- _Source records_:
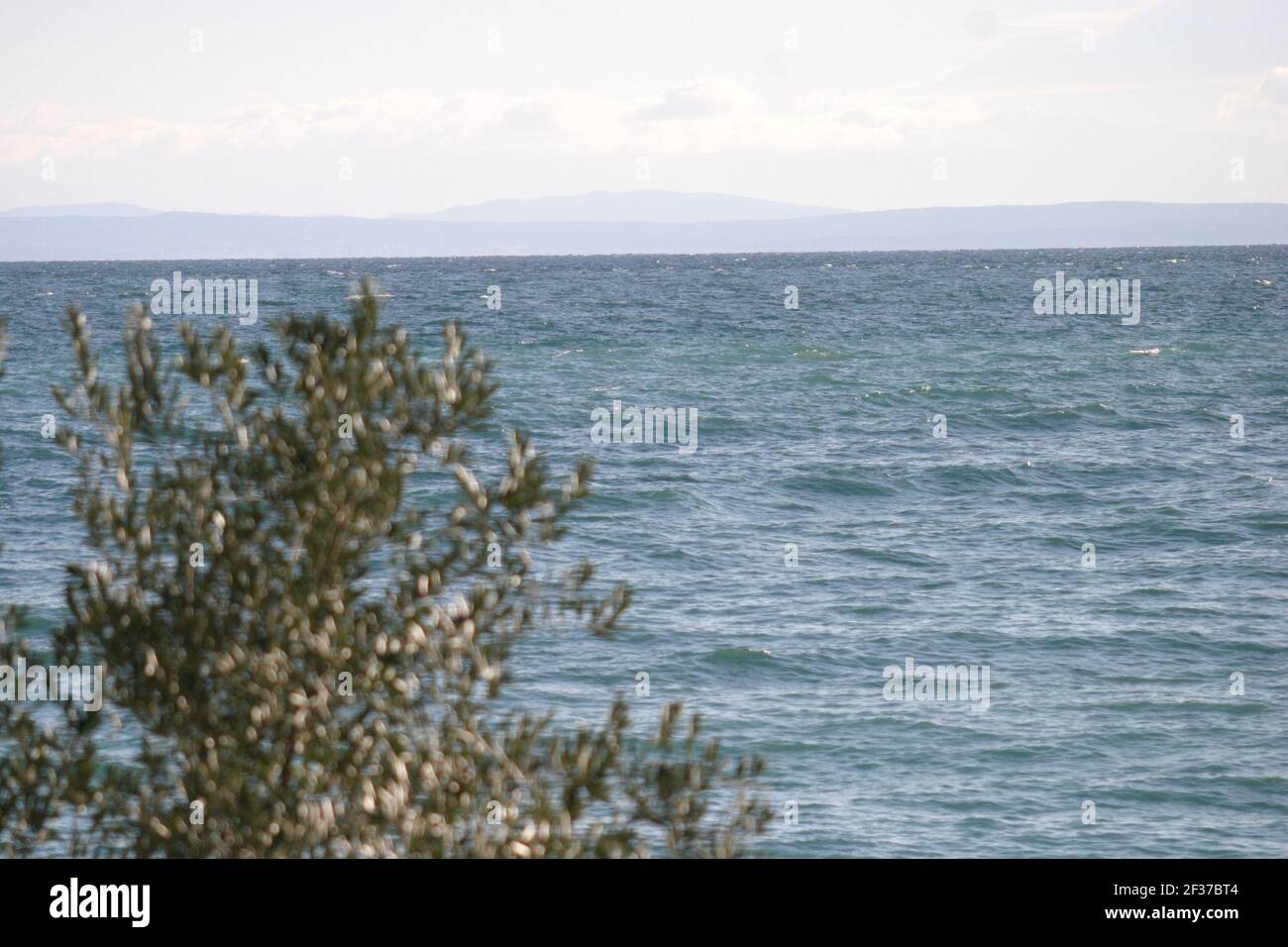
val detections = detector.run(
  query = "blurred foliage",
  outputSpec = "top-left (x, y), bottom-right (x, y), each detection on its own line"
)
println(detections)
top-left (0, 284), bottom-right (769, 857)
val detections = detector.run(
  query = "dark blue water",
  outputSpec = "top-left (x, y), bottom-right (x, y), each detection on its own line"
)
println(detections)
top-left (0, 248), bottom-right (1288, 857)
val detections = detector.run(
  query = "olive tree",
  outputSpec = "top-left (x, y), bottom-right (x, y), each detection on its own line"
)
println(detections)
top-left (0, 284), bottom-right (769, 857)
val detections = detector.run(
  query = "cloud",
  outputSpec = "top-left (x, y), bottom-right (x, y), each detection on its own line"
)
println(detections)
top-left (0, 77), bottom-right (983, 162)
top-left (1216, 65), bottom-right (1288, 121)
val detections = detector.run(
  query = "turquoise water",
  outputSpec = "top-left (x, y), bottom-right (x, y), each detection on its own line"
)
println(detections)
top-left (0, 246), bottom-right (1288, 857)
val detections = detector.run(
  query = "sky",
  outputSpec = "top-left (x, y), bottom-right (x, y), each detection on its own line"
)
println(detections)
top-left (0, 0), bottom-right (1288, 217)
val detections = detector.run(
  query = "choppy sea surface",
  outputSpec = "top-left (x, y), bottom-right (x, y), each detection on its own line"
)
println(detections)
top-left (0, 246), bottom-right (1288, 857)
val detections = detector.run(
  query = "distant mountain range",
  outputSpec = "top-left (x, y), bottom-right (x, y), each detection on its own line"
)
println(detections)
top-left (393, 191), bottom-right (853, 224)
top-left (0, 191), bottom-right (1288, 261)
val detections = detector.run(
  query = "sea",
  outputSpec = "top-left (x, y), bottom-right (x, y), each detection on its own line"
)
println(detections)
top-left (0, 246), bottom-right (1288, 858)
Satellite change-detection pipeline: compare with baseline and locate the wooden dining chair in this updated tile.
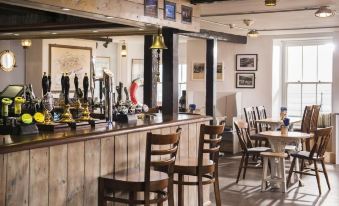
[98,129,181,206]
[244,107,268,147]
[234,120,271,183]
[287,127,333,194]
[174,124,225,206]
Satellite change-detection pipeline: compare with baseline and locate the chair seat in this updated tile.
[248,147,271,153]
[174,158,214,176]
[100,168,169,191]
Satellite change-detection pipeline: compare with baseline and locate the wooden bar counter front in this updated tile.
[0,114,211,206]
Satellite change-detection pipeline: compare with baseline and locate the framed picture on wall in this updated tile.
[217,62,224,81]
[181,5,193,24]
[144,0,158,18]
[192,63,205,80]
[236,54,258,71]
[93,56,110,79]
[235,73,255,88]
[49,44,92,92]
[164,0,176,21]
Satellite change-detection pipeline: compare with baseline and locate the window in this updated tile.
[284,40,333,117]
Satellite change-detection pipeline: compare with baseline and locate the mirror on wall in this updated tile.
[0,50,16,72]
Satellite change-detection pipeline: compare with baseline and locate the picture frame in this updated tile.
[216,62,224,81]
[49,44,93,92]
[181,5,193,24]
[164,0,177,21]
[144,0,158,18]
[192,63,206,80]
[235,73,255,89]
[236,54,258,71]
[93,56,111,79]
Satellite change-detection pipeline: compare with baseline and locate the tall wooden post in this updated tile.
[162,28,179,116]
[206,39,218,123]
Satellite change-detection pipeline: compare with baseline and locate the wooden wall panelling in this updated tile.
[67,142,85,206]
[0,154,7,205]
[29,147,49,206]
[48,145,67,206]
[84,139,100,206]
[6,150,29,206]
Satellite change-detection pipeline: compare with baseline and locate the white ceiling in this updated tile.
[200,0,339,35]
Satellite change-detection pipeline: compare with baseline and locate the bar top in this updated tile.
[0,114,212,154]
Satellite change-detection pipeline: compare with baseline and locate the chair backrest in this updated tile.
[198,124,225,171]
[310,105,321,132]
[301,106,313,133]
[234,120,253,153]
[145,128,181,183]
[310,127,333,158]
[244,107,258,134]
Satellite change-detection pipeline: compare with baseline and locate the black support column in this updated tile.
[162,28,179,116]
[206,39,218,123]
[144,35,157,108]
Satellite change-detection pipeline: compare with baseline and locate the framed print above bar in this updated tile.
[236,54,258,71]
[49,44,92,92]
[181,5,193,24]
[192,63,205,80]
[235,73,255,89]
[144,0,158,18]
[164,0,177,21]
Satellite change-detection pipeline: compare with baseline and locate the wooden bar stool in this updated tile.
[174,124,224,206]
[260,152,287,193]
[98,129,181,206]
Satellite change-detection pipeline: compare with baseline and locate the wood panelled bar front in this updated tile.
[0,114,211,206]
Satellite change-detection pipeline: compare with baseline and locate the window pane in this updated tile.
[317,84,332,113]
[303,45,317,82]
[302,84,317,108]
[287,84,301,117]
[318,44,333,82]
[287,46,302,82]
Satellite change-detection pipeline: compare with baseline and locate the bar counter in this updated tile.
[0,114,212,206]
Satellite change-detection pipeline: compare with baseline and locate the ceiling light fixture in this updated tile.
[247,29,259,38]
[265,0,277,6]
[314,6,335,18]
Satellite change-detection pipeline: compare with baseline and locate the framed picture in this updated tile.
[94,56,110,79]
[131,59,144,85]
[236,54,258,71]
[144,0,158,18]
[164,0,176,21]
[49,44,92,92]
[217,62,224,81]
[181,5,193,24]
[236,73,255,88]
[192,63,205,80]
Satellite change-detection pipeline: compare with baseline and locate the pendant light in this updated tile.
[314,6,335,18]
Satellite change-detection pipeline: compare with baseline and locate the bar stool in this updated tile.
[260,152,287,193]
[98,129,181,206]
[174,124,224,206]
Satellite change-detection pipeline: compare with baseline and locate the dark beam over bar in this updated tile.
[162,28,179,115]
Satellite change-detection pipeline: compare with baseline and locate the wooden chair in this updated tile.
[234,121,271,183]
[287,127,333,194]
[174,124,224,206]
[244,107,268,147]
[98,129,181,206]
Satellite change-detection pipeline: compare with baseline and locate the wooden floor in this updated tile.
[210,156,339,206]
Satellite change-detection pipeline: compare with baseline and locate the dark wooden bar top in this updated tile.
[0,114,212,154]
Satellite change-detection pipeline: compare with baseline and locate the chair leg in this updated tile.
[287,157,296,187]
[242,155,248,179]
[321,160,331,190]
[313,160,321,195]
[236,154,245,183]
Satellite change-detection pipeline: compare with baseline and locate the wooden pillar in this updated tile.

- _Task requirements_: Which lines of the records contain the string "wooden"? Report each such line in full, and treat uppercase and lowercase as different.

- _Full response_:
Satellite change-detection pipeline: compare with baseline and locate the wooden dining chair in this updated tile.
Satellite change-detection pipeline: compare with baseline and locate the wooden bar counter front in this updated tile.
Satellite change-detection pipeline: compare with baseline and locate the tall wooden post in this updated tile.
Satellite change-detection pipeline: compare with baseline and locate the wooden wall panelling in this updated tile.
Satellite change-detection pipeline: compare with baseline and locate the wooden bar stool in this updated tile.
Satellite change-detection pipeline: compare with baseline and locate the wooden chair in this updated tile.
Satellite change-detection pipeline: compare with baseline and locate the wooden floor in this updated tile.
Satellite change-detection pipeline: compare with baseline and locate the dark wooden bar top in this updated tile.
Satellite change-detection pipeline: compare with baseline and locate the wooden pillar in this updated tile.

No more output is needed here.